● What to do
Convert the material below into a two-column CSV with the header label_request,points and one row per request. Put each request's text and its answer in their own quoted fields, replace line breaks with spaces, and omit the pictures.

● Information supplied

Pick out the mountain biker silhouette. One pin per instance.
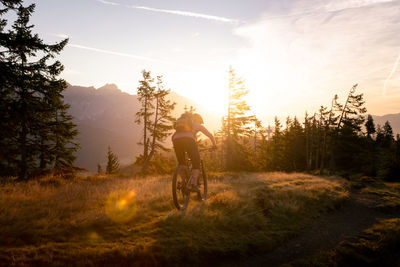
(187, 126)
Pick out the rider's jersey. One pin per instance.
(196, 127)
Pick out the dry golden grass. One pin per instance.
(112, 220)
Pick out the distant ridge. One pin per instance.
(105, 116)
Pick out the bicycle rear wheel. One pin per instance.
(180, 193)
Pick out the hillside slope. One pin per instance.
(247, 220)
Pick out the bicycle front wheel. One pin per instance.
(180, 193)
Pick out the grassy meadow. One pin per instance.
(105, 220)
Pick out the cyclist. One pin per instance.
(187, 126)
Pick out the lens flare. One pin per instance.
(121, 206)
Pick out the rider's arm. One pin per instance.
(207, 133)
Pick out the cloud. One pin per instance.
(390, 75)
(339, 5)
(320, 52)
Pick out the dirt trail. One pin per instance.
(356, 214)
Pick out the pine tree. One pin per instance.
(99, 169)
(26, 82)
(236, 126)
(112, 162)
(145, 92)
(370, 127)
(162, 124)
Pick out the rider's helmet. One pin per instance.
(197, 118)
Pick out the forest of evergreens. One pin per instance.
(38, 136)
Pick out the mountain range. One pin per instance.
(105, 117)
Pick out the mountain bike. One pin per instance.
(181, 184)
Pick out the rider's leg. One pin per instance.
(179, 148)
(195, 158)
(195, 175)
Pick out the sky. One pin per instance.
(293, 55)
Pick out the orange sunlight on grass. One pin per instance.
(121, 206)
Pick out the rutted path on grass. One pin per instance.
(327, 232)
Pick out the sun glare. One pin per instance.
(121, 206)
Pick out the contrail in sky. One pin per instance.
(188, 14)
(108, 2)
(391, 74)
(119, 54)
(175, 12)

● Reply to the exercise
label_request,points
"Pick out the mountain biker silhouette. One pin per instance.","(187, 126)"
"Pick out the rider's jersey. One pin per instance.","(196, 127)"
"Pick out the dry golden grass. One pin per instance.","(112, 220)"
"Pick out the distant ridge. One pin per instance.","(105, 116)"
"Pick out the bicycle rear wheel. One pin per instance.","(180, 193)"
"Pick out the hillside slope. One pin per instance.","(247, 220)"
"Pick out the bicycle front wheel. One pin per instance.","(180, 193)"
"Pick out the grassy meadow. One pin per instance.","(105, 220)"
"Pick out the cyclist. One pin per instance.","(187, 126)"
"Pick out the lens flare. One pin per instance.","(121, 206)"
"Pick out the rider's arm. One pin per instance.","(207, 133)"
"Pick out the cloud. One pin per instance.","(390, 75) (339, 5) (320, 52)"
"Pick out the dirt trail. One pin per instance.","(356, 214)"
"Pick out the pine tree. One pin per instance.","(99, 169) (26, 82) (236, 126) (112, 162) (145, 92) (370, 127) (162, 124)"
"Pick out the rider's helmet. One pin per instance.","(197, 118)"
"Pick out the forest of evergreens. One pin per instance.","(38, 136)"
"Pick out the mountain range. One pin per instance.","(105, 117)"
"Pick out the mountain bike. One pin per instance.","(181, 184)"
"Pick out the rider's leg. One pin per instance.","(179, 148) (195, 158) (195, 175)"
"Pick out the sky. One pin per instance.","(293, 55)"
"Pick out the orange sunlight on grass. One pin per instance.","(121, 206)"
"Pick out the rutted path on grass. One pin per instance.","(327, 232)"
"Pick out the sun glare. One pin per instance.","(121, 206)"
"Pick out the contrail in sky. One pin per instance.","(188, 14) (108, 2) (391, 74) (119, 54) (175, 12)"